>> Begin DATA ROWS

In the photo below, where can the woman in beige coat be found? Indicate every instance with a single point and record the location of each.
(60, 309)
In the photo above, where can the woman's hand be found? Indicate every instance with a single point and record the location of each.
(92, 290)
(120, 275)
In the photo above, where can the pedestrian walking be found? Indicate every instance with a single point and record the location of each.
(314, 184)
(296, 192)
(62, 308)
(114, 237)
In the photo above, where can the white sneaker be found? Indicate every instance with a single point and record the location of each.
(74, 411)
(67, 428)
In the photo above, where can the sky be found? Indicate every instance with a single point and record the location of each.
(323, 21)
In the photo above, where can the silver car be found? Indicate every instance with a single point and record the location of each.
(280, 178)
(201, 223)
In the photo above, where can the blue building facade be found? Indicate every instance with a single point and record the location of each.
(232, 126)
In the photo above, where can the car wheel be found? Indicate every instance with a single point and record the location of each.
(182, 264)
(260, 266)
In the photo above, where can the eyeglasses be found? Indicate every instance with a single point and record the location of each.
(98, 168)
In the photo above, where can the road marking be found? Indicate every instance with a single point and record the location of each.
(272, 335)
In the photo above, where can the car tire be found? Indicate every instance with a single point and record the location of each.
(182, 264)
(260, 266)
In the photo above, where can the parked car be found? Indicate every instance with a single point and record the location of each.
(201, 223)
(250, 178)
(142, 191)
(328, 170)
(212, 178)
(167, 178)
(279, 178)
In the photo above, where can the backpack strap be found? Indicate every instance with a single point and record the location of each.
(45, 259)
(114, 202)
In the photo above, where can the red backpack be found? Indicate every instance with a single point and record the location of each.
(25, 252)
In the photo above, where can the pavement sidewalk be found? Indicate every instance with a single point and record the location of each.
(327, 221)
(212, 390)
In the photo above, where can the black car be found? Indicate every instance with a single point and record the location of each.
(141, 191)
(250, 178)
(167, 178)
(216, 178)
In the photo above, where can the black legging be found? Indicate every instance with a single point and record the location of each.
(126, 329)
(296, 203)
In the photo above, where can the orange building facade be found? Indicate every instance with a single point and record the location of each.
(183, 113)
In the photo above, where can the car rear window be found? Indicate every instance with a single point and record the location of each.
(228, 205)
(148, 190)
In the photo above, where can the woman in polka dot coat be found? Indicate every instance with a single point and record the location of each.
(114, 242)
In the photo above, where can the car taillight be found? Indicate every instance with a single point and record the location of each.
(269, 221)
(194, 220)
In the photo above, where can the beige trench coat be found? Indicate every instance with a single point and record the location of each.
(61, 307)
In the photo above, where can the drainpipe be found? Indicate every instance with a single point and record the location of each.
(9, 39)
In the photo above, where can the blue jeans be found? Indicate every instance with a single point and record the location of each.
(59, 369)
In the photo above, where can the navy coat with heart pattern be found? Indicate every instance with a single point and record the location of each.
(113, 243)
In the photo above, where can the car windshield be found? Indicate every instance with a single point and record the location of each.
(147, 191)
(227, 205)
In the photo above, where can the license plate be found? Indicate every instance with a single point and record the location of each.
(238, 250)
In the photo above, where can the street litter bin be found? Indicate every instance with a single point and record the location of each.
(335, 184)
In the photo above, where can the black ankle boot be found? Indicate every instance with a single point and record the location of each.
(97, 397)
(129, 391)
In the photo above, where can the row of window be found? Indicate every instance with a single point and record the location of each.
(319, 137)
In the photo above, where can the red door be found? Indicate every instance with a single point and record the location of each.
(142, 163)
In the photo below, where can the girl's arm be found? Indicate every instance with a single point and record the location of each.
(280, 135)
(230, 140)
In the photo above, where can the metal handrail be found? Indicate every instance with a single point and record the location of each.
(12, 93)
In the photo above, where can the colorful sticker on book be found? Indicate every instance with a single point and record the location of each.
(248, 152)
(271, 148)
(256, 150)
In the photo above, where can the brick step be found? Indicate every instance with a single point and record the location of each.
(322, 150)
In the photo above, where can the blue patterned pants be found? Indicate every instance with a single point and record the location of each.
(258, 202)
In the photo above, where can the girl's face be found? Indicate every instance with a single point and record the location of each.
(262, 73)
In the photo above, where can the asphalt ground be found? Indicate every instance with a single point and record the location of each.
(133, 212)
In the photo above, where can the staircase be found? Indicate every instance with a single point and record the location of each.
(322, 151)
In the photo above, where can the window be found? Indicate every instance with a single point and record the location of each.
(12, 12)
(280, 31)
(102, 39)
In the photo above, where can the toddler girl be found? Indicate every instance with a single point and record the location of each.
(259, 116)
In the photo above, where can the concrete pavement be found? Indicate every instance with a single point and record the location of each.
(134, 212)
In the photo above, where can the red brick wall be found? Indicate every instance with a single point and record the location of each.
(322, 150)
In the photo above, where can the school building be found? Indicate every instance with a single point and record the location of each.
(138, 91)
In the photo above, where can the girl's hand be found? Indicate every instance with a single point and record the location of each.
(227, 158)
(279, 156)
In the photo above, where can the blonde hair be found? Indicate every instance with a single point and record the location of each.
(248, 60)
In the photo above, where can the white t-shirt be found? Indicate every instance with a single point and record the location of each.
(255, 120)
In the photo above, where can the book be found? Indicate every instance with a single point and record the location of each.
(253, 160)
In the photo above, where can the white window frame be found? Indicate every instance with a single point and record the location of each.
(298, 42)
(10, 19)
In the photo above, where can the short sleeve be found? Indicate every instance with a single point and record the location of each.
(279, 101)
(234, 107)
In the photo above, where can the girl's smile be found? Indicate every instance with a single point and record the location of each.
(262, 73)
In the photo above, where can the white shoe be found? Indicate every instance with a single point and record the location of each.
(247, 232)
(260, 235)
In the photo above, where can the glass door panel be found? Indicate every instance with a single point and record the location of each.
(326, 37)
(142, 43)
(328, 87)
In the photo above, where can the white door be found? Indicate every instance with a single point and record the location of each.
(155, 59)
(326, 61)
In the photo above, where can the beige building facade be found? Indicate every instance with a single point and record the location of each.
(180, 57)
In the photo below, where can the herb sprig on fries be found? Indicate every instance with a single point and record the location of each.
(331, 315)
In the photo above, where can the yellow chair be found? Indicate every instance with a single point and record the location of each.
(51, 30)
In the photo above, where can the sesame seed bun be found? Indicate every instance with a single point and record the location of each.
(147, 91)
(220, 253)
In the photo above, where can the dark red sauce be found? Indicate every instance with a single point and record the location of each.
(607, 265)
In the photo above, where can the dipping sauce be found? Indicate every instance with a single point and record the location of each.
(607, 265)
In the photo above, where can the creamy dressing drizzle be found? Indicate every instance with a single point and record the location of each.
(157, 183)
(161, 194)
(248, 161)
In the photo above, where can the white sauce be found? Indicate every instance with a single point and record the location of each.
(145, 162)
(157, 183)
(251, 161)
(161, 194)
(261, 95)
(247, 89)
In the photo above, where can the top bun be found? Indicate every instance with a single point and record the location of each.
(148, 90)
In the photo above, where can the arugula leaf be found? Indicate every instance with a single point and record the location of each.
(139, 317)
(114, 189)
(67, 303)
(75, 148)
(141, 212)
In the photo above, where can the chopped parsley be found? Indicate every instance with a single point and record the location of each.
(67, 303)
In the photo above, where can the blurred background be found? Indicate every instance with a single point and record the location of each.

>> End DATA ROWS

**EXERCISE**
The entries above must be returned exactly.

**FULL RESPONSE**
In the photo below, where can the woman in beige coat be found? Indicate every instance with a single point and record the location of each.
(60, 309)
In the photo above, where can the woman's hand be found? Indicate every instance with a single point and record the location of each.
(92, 290)
(120, 275)
In the photo above, where can the pedestrian walking be found? Indicate every instance with a single point and record the location of each.
(314, 184)
(296, 192)
(62, 308)
(114, 237)
In the photo above, where can the white sneaker be found? Indicate every instance with a single point and record the location of each.
(74, 411)
(67, 428)
In the photo above, where can the sky be found? Indicate every instance with a single point and record the location of each.
(323, 21)
In the photo above, where can the silver car be found? Indicate every instance with a single point and record the location of each.
(280, 178)
(201, 223)
In the photo above, where can the blue building facade be found? Indicate every instance with a single point and record the location of each.
(232, 126)
In the photo above, where can the car wheel be found? Indicate every instance with a single point and record the location of each.
(182, 264)
(260, 266)
In the photo above, where can the eyeglasses be found? Indicate every instance with a single point and record the location of each.
(98, 168)
In the photo above, where can the road marking be found? Indicate every instance with a single point and record the location of each.
(272, 335)
In the photo above, where can the car tire be found? Indicate every instance with a single point and record the location of each.
(182, 264)
(260, 266)
In the photo above, where can the parked car be found? Indicate every instance with a single point and record the location of each.
(201, 223)
(250, 178)
(142, 191)
(328, 170)
(212, 178)
(167, 178)
(279, 178)
In the photo above, where can the backpack strap be found? Indicate every instance with a single point and record the location of each.
(45, 259)
(114, 202)
In the photo above, where can the red backpack be found? Indicate every instance with a single point and record the location of each.
(25, 252)
In the photo above, where can the pavement sidewalk be found? Indicate every instance with a single point and record the location of each.
(327, 221)
(212, 390)
In the photo above, where can the black car be found? Indicate every instance with a single point and record the location of each.
(141, 191)
(250, 178)
(167, 178)
(216, 178)
In the photo above, where can the black legging be found? Indicate every instance with a single point and record the location of each.
(126, 329)
(296, 203)
In the photo above, where can the orange building facade be found? Indicate every instance with a single point and record the location of each.
(183, 113)
In the photo above, where can the car rear window be found? Indicate every instance with a single point and record the location of each.
(228, 205)
(148, 190)
In the photo above, where can the woman in polka dot coat be found? Indicate every instance with a single point and record the location of each.
(114, 242)
In the photo above, where can the car taillight be found? Indicate every instance with a single point and record the location of each.
(269, 221)
(194, 220)
In the photo above, where can the beige trench coat be found? Indicate every instance with a single point and record the location of each.
(61, 307)
In the photo above, where can the drainpipe be found? Indicate every instance with a single point and record the location of each.
(9, 39)
In the photo above, where can the blue jeans be found? Indicate every instance with a single point and record the location of each.
(59, 369)
In the photo above, where can the navy coat with heart pattern be found? Indicate every instance with a single point and record the location of each.
(113, 243)
In the photo above, where can the car windshield be found? Indicate every instance with a single point and record the location of each.
(147, 191)
(227, 205)
In the photo above, where can the license plate be found? Indicate every instance with a single point and record the location of each.
(238, 250)
In the photo above, where can the street litter bin be found? Indicate every instance with a single point and record the location of each.
(335, 184)
In the photo above, where can the black ankle boot be found? Indicate every instance with a single point and record the location of each.
(97, 397)
(129, 391)
In the photo above, where can the row of window be found? Indicate every instance with a single point and record the location of each.
(319, 137)
In the photo above, where can the red door be found? Indicate every instance with a single point and record the location of each.
(142, 163)
In the photo below, where can the girl's arm be found? Indicate every instance with a single point and record the location of each.
(280, 135)
(230, 140)
In the photo above, where can the metal handrail be found? Indicate every instance with a single point and record the location of each.
(12, 93)
In the photo above, where can the colorful sticker on book be found? Indicate every instance with a single point and record the location of each.
(248, 152)
(271, 148)
(256, 150)
In the photo above, where can the brick step be found? Indicate every instance with a single point and record the location of each.
(322, 150)
In the photo above, where can the blue patterned pants be found? Indicate every instance with a single point and record the location of each.
(258, 202)
In the photo above, where can the girl's face be found? Indicate every instance with a single point and record the location of each.
(262, 73)
In the photo above, where can the asphalt ground be found? Indicate every instance with a single point and record the location of each.
(133, 212)
In the photo above, where can the staircase be found? Indicate every instance with a single point and record the location of each.
(322, 151)
In the photo above, where can the window be found? Indicate every instance with a single point and record the location of each.
(12, 12)
(280, 31)
(102, 39)
In the photo above, where can the toddler girl be found? Indicate every instance with a single point and record the location of each.
(259, 116)
In the photo above, where can the concrete pavement be found? Indicate every instance with a single point and record the location of each.
(134, 212)
In the photo above, where can the red brick wall be found? Indicate every instance with a single point and record the location of each.
(322, 150)
In the photo above, where can the school building be found? Indicate every instance with a single point and record the location of each.
(138, 91)
In the photo above, where can the girl's hand be found? Indicate every instance with a single point and record the location of each.
(227, 158)
(279, 156)
In the photo above, where can the blonde hair be found? Indicate every instance with a single point and record the location of each.
(248, 60)
In the photo above, where can the white t-shirt be found? Indicate every instance with a single point and record the location of each.
(255, 120)
In the photo above, where can the book be found? Indicate every instance with a single point and record the location of each.
(253, 160)
In the photo above, where can the white window frame be found? Indicate every instance with a single point and record the location of each.
(298, 42)
(10, 19)
In the photo above, where can the short sleeve be found? Indicate every instance with a single point and record the location of each.
(279, 101)
(234, 107)
In the photo above, where can the girl's smile be found? Indicate every instance with a single point and record the location of each.
(262, 73)
In the photo above, where can the white shoe be found? Indicate every instance with a single point and record the location of each.
(247, 232)
(260, 235)
In the photo above, where can the glass door panel be found? Indicate every instance with a single point and record the location of each.
(326, 37)
(142, 43)
(328, 87)
In the photo above, where can the white door be found? Indicate every instance with a single point and record the location of each.
(155, 59)
(326, 61)
In the photo above, where can the beige building facade be found? Indicate every instance with a single point and record the location of each.
(180, 57)
In the photo below, where can the herb sprig on fries be found? Indicate every instance with a single point and record the location of each.
(331, 315)
In the photo above, where can the yellow chair be found? Indicate every instance with a single point and record the location of each.
(51, 30)
In the photo above, where can the sesame seed bun be found? Indicate every instance with a single point and record the location of each.
(147, 91)
(220, 253)
In the photo above, where can the dark red sauce be found? Indicate every instance with a single point and record the location of each.
(607, 265)
In the photo above, where can the dipping sauce be found? Indicate every instance with a single point and record the location of each.
(607, 265)
In the photo above, where can the creamy dressing drizzle be found? Indicate every instance with a single point and record the location of each.
(157, 183)
(161, 194)
(248, 161)
In the photo above, where can the white sauce be found? Indicate every instance with a single point and record the location of each.
(145, 162)
(157, 183)
(251, 161)
(161, 194)
(261, 95)
(247, 89)
In the photo above, where can the top bun be found? Indicate every instance with a single point and record the location of each.
(148, 90)
In the photo above, where can the arugula leaf be found? Indicate every instance with a single point and record the location of each.
(139, 317)
(114, 189)
(67, 303)
(75, 148)
(141, 212)
In the photo above, where can the chopped parsley be found? Indicate every instance with a single point and record the location of each.
(67, 303)
In the photo above, where can the blurred background be found? Indicate every instance with a single point and record the location of each.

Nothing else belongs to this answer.